■ What is required: Omit the pictures while printing every entry below exactly as given.

================================

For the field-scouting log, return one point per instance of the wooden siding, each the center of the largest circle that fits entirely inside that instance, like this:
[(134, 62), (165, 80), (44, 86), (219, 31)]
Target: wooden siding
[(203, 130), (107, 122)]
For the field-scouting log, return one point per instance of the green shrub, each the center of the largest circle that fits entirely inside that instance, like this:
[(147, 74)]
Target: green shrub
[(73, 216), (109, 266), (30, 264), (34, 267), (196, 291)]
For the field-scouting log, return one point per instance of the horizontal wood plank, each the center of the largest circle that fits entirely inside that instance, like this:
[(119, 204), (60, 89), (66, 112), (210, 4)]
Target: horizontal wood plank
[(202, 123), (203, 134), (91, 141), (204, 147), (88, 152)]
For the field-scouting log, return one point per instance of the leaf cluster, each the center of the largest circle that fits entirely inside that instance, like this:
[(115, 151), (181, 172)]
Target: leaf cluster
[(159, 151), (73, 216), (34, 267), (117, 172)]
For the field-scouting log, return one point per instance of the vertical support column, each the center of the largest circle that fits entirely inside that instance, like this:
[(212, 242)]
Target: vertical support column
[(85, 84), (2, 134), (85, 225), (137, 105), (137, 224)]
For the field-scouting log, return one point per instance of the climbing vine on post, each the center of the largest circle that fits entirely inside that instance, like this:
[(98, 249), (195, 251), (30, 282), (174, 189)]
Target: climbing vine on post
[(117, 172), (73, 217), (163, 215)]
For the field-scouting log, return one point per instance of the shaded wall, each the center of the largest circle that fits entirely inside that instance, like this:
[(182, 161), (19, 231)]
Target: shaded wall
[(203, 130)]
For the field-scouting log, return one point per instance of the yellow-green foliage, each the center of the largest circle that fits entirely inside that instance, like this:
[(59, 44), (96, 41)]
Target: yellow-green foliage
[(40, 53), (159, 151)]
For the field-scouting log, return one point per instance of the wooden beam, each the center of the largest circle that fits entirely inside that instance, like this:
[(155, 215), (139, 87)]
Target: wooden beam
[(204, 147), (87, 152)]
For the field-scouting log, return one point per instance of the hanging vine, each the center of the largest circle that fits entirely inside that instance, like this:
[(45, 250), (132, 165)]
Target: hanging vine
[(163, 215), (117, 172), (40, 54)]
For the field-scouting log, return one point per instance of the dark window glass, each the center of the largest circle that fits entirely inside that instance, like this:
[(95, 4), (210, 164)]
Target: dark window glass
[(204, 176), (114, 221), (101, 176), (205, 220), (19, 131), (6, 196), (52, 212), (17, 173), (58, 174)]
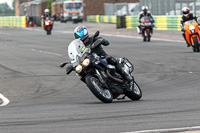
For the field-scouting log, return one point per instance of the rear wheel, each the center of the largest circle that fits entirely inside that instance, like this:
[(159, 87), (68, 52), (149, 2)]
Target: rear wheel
[(136, 92), (196, 44), (144, 38), (148, 35), (98, 90)]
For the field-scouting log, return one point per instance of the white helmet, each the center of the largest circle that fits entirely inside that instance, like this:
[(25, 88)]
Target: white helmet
[(46, 10), (145, 8)]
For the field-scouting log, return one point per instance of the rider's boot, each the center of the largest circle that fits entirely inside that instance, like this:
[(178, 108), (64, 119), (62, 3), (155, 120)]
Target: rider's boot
[(130, 80), (138, 30), (188, 45)]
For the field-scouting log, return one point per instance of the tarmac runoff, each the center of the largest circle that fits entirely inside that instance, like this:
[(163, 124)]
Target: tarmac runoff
[(195, 129), (3, 100)]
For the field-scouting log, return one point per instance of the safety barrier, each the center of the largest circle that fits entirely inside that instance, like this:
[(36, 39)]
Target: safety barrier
[(108, 19), (131, 22), (93, 18), (13, 21)]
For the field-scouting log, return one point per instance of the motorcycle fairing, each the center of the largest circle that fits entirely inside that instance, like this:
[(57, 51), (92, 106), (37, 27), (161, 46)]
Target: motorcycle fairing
[(188, 34), (76, 50)]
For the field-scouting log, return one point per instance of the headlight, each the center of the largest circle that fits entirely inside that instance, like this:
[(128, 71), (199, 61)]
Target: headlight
[(86, 62), (47, 23), (79, 68), (192, 28)]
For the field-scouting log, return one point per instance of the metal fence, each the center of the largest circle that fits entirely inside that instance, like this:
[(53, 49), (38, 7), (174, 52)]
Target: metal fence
[(170, 7), (157, 7), (121, 9)]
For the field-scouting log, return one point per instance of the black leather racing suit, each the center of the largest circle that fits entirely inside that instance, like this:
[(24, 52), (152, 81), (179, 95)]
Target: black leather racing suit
[(142, 14), (97, 48), (183, 20)]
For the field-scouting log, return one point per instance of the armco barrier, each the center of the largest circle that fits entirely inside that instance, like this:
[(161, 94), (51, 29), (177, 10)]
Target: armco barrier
[(131, 22), (13, 21), (108, 19), (93, 18)]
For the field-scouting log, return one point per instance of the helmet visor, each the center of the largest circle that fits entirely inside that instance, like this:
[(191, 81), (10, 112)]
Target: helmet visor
[(76, 36)]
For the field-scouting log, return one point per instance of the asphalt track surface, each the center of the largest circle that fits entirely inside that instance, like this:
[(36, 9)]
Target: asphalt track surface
[(44, 100)]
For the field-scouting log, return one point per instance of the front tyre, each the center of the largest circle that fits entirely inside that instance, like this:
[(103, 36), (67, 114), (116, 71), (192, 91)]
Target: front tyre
[(148, 35), (196, 44), (98, 90), (136, 92)]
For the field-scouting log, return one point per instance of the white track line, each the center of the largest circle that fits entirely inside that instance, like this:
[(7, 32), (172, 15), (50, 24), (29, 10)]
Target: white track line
[(123, 36), (4, 99), (46, 52), (167, 130)]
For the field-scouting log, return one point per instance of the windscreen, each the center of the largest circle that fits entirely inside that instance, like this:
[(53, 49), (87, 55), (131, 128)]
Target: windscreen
[(73, 6), (76, 50), (189, 22), (146, 18)]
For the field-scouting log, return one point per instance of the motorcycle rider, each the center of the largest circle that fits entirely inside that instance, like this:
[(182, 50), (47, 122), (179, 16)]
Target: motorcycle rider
[(46, 14), (186, 16), (144, 12), (82, 33)]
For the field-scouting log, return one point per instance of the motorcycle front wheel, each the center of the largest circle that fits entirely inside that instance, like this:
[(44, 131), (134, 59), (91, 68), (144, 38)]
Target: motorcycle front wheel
[(136, 92), (149, 35), (98, 90), (196, 44)]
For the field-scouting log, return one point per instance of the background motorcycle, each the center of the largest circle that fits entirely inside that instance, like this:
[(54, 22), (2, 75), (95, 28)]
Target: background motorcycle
[(99, 76), (48, 25), (147, 28), (192, 34)]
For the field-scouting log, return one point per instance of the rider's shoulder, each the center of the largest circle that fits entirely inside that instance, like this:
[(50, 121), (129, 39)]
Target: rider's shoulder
[(149, 12)]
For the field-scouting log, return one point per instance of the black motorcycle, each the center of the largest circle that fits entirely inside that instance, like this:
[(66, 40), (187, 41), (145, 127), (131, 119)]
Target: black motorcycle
[(147, 28), (99, 76)]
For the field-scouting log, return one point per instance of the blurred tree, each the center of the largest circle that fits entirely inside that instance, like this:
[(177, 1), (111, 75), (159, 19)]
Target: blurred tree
[(6, 10), (49, 4)]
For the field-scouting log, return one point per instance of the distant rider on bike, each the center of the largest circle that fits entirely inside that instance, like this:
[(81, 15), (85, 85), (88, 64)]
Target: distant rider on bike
[(82, 33), (46, 14), (186, 16), (144, 12)]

================================

■ Output below:
For the field-scouting log, return one point per instance of the wooden siding, each the center of the largest circle that fits entirely inside that instance, like this:
[(134, 62), (165, 80), (44, 86), (219, 31)]
Target: wooden siding
[(203, 130), (107, 122)]
For the field-scouting log, return one point per instance of the green shrub, each the center of the largest circle that fits entirely inside that instance, like this:
[(147, 74)]
Target: green shrub
[(73, 216), (109, 266), (30, 264), (34, 267), (196, 291)]
For the field-scouting log, return one point per instance of the horizontal wood plank, each the center of the largest circle that fits entirely inside that instance, like this:
[(119, 204), (60, 89), (66, 112), (210, 4)]
Target: horizontal wood plank
[(202, 123), (203, 134), (91, 141), (204, 147), (88, 152)]
For the field-scouting log, return one point per instance of the leaf cluster, each the center of the largest circle that fits entirely inside that instance, like this:
[(115, 151), (181, 172)]
Target: leaf cluster
[(159, 151), (73, 216), (34, 267), (117, 172)]
For the field-scouting log, return one point per instance of the vertical support column, each the center of the largest circle that fits entirely inside that instance, like this:
[(212, 242)]
Target: vertical support column
[(85, 84), (2, 134), (85, 225), (137, 105), (137, 224)]
For the field-scouting log, return one point per instance of the climbing vine on post, each the center of the largest circle that fits entirely inside that instance, like this:
[(98, 249), (195, 251), (30, 282), (174, 189)]
Target: climbing vine on post
[(117, 172), (73, 217), (163, 215)]
For the field-scouting log, return one point per instance of the shaded wall, each the center of the largest circle that fits entirely inside that instance, like this:
[(182, 161), (19, 231)]
Target: shaded wall
[(203, 130)]
For the field-scouting log, return one point per instance of the yellow-green foliage, each the center of the largest circle that fits entirely inside that instance, like this:
[(59, 44), (96, 41)]
Target: yellow-green foliage
[(40, 53), (159, 151)]
For the field-scouting log, return one point per instance of the wooden beam, each the center of the largest circle that fits entirely inside that instance, like this:
[(155, 215), (139, 87)]
Target: wooden beam
[(204, 147), (87, 152)]
For the field-scouting log, return one point per instance of the hanging vine, each the center of the largest circle that fits entirely inside that instance, like this:
[(45, 250), (132, 165)]
Target: hanging vine
[(163, 215), (117, 172), (40, 54)]
For the field-scouting log, return one point per instance of the dark window glass, each the center of the largest circle that fits entirely inside that instance, like this:
[(95, 4), (210, 164)]
Target: dark window glass
[(204, 176), (114, 221), (101, 176), (205, 220), (19, 131), (6, 196), (52, 212), (17, 173), (58, 174)]
For the field-scouting log, return one point per instance of the rear wheel, each the center of the largest circle that fits entirely inside that instance, like this:
[(159, 87), (68, 52), (149, 2)]
Target: rear wheel
[(136, 92), (196, 44), (144, 38), (148, 35), (98, 90)]
For the field-scouting log, return one point per instance of the white helmet, each the center of the largest circle that fits entirely inside that instance, like this:
[(25, 88)]
Target: white helmet
[(46, 10), (145, 8)]
For the field-scouting log, return one point per instance of the rider's boot, each the center of the largest circle that fits entirely inside that instance, like this:
[(178, 108), (64, 119), (62, 3), (155, 120)]
Target: rider's boot
[(130, 80), (138, 30), (188, 45)]
For the field-scouting log, return one point per instance of the tarmac runoff, each the center of the largest circle that fits entirely inside that instance, like this:
[(163, 124)]
Target: tarmac runoff
[(195, 129), (3, 100)]
For the field-scouting log, return one point per instance of the safety barrier, each the center of the largest circle that fits entirely inside that instance, like this:
[(36, 39)]
Target: safety barrier
[(108, 19), (131, 22), (93, 18), (13, 21)]
For the field-scouting log, return one point per instance of the motorcycle fairing, each the center of the largest circle that fits entirely inside that instance, like this:
[(57, 51), (92, 106), (37, 27), (161, 46)]
Target: motorcycle fairing
[(188, 34), (76, 50)]
For the field-scouting log, return one point per instance of the headlight, each the center of the largest circle that fits entirely inside that instance, like this:
[(128, 71), (199, 61)]
Target: headlight
[(86, 62), (47, 23), (79, 68), (192, 28)]
For the field-scouting log, return one point per instance of the metal fence, each the center of the largest circle that fits entirely inside that instance, like this:
[(53, 49), (38, 7), (174, 52)]
Target: metal fence
[(170, 7), (157, 7), (121, 9)]
For the field-scouting log, return one point per instance of the black leather racing suit, each the center of the largest circle that fits entirely inside that instance, like this:
[(24, 52), (152, 81), (179, 95)]
Target: black leather racing suit
[(142, 14), (97, 48), (183, 20)]
For the field-scouting log, return one point per instance of the armco barrier, each the center of the largest circle that fits entirely inside that instance, like this:
[(161, 94), (51, 29), (177, 10)]
Target: armco barrier
[(131, 22), (13, 21), (108, 19), (93, 18)]
For the field-scouting log, return one point per instance of the helmet visor, each the center of the largest circle that fits entirely inside that instance, like this:
[(191, 81), (10, 112)]
Target: helmet visor
[(76, 36)]
For the field-scouting log, return one point per instance of the asphalt track surface, each the center of the largest circle that fits entirely inside that instance, like this:
[(36, 9)]
Target: asphalt track surface
[(44, 100)]
For the field-scouting log, return one point per instance of the front tyre, each the center of the largest circle that fits entirely inside that instance, like this:
[(103, 36), (67, 114), (116, 71), (192, 91)]
Target: front tyre
[(148, 35), (196, 44), (98, 90), (136, 92)]
For the field-scouting log, return one point per instance of the white track line, each the center of the largest circle that fits entirely inside that instance, like this:
[(7, 32), (172, 15), (50, 24), (29, 10)]
Target: white track line
[(123, 36), (4, 99), (46, 52), (167, 130)]
For the field-scouting log, return one point per instance of the windscreen, each the center of the largest circle that fits entirely inside that instance, like this:
[(53, 49), (87, 55), (131, 128)]
Target: windscreen
[(73, 6), (76, 50), (189, 22), (146, 18)]
For the field-scouting log, return one point per instance of the motorcycle rider, each the center of the largest circle that fits entirely inside that instance, like this:
[(182, 50), (47, 122), (179, 16)]
Target: motorcycle rider
[(46, 14), (186, 16), (144, 12), (82, 33)]
For the field-scouting log, return one point per instance of the motorcycle front wheel, each the center of the largest circle that fits entirely inside that instance, like this:
[(44, 131), (134, 59), (91, 68), (144, 38)]
Target: motorcycle front wheel
[(136, 92), (149, 35), (98, 90), (196, 44)]
For the field-scouting log, return one point per instance of the background motorcycle, each the center of the largest circle that fits entirely inside that instance, like this:
[(54, 22), (2, 75), (95, 28)]
Target: background motorcycle
[(99, 76), (48, 25), (147, 28), (192, 34)]
For the field-scouting log, return one point per instance of the rider's shoulder, each the center of the largest circle that fits entirely inside that instance, like this:
[(50, 121), (129, 39)]
Target: rider's shoulder
[(149, 12)]
For the field-scouting log, return one point per instance of the black motorcycle, each the center of the largest circle that fits entirely inside that instance, like this:
[(66, 40), (187, 41), (145, 127), (131, 119)]
Target: black motorcycle
[(147, 28), (99, 76)]
For the field-scouting log, return one point per instance of the blurred tree, each the center of the largest circle that fits entirely inside that instance, like this:
[(177, 1), (111, 75), (159, 19)]
Target: blurred tree
[(6, 10), (49, 4)]
For the field-scouting log, return one point per instance of the distant rider on bike, each the center of the largest circle that fits entirely inside that instance, like this:
[(81, 15), (85, 85), (88, 64)]
Target: distant rider on bike
[(82, 33), (46, 14), (186, 16), (144, 12)]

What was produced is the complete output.